Le problème est que je ne comprends absolument pas ces ^p, ^w et autres ¶. J'ai cru comprendre qu'il s'agissait de _regexp_, mais les recherches que je fais sur ces expressions régulières me perdent complètement.

Je me doute que mon problème est simple, mais auriez-vous l'amabilité de m'aiguiller s'il vous plaît ? 

Merci d'avance !


----------



## JacqR (9 Novembre 2014)

Bonjour,

Voici la signification de quelques caractères spéciaux:
espace insécable = ^s
espace = ^w
marque de paragraphe = ^p
tabulation = ^t

Pour obtenir tous les signes des  caractères spéciaux a utiliser:
Sélectionnez le menu "*Recherche avancée et remplacement...*" dans le sous-menu "*Rechercher*" du menu "*Édition*".
Cliquez sur le bouton dont l'icône est un triangle.

■ EXERCICE ÉCRIT ■
Poursuivez le fil de discussion sur les caractères spéciaux ^p, ^w et ^t en reprenant juste après sa dernière phrase.

■ ENTRÉES ■

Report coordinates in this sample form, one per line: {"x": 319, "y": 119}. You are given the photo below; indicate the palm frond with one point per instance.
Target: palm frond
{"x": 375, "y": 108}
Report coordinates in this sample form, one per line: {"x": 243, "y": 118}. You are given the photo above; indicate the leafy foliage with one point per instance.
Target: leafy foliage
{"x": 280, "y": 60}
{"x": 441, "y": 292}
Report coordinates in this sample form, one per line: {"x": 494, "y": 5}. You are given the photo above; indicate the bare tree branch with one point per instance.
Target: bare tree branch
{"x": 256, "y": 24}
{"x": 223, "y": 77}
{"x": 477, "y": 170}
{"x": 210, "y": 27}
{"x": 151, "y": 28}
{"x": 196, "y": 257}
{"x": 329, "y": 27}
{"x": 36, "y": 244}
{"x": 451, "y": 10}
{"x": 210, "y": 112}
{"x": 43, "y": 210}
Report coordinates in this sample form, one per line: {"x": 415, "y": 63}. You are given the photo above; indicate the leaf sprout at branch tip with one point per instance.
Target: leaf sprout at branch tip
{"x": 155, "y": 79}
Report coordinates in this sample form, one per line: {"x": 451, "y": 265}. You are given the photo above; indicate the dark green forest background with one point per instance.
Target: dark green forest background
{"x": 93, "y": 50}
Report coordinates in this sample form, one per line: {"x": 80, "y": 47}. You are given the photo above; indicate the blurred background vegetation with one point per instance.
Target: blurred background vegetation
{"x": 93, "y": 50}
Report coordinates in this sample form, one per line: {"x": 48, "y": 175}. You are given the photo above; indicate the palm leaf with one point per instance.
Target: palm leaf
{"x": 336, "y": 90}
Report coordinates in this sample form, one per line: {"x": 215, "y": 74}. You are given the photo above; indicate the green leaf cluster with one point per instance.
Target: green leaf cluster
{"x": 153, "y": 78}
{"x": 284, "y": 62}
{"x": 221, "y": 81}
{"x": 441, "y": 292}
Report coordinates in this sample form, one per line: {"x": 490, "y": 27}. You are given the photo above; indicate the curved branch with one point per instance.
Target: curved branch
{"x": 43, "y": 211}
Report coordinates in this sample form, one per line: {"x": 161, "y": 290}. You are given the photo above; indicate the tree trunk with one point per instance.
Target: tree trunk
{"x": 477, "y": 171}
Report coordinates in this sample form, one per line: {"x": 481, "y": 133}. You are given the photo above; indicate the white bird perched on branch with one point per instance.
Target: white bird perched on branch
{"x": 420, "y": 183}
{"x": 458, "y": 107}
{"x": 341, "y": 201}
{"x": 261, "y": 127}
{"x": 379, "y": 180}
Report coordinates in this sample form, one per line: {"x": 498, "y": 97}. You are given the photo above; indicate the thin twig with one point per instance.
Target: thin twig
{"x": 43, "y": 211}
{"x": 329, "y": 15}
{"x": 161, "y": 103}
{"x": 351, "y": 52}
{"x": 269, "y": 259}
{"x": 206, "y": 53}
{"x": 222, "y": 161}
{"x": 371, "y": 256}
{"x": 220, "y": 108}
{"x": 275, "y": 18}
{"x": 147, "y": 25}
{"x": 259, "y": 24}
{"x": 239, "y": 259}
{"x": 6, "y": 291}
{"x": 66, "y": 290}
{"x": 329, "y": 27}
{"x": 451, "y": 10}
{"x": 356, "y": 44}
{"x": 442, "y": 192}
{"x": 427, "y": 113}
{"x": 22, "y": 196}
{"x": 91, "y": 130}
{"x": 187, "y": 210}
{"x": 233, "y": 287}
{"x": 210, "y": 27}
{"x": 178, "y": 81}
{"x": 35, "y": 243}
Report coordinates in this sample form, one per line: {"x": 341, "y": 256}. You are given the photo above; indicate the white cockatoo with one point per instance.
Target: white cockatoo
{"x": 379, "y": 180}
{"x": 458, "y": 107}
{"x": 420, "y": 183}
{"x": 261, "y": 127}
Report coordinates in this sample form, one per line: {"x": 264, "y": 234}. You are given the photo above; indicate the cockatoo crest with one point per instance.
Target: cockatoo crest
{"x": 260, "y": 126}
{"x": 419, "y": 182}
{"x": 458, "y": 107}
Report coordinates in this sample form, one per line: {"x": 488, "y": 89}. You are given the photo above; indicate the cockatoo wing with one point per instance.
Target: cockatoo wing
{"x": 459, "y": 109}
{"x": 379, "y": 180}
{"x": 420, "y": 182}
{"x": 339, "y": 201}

■ RÉPONSE ATTENDUE ■
Il suffit de choisir un caractères spécial dans le menu du popup bouton "Spécial" pour qu'il s'affiche dans le champ "Rechercher"​
Important : on ne peut pas utiliser tous les caractères spéciaux du champ "*Rechercher*" pour le champ "*Remplacer par*" car il y a moins de choix pour le remplacement.
Pour connaitre les choix des caractères spéciaux pour le remplacement, il suffit de mettre le focus sur le champ de remplacement et de vérifier dans le menu du popup bouton "Spécial"


----------



## Renaud.san (11 Novembre 2014)

Bonjour,

Merci beaucoup, ça m'a l'air assez simple en effet 
Je reviendrai vers vous si je rencontre des difficultés néanmoins.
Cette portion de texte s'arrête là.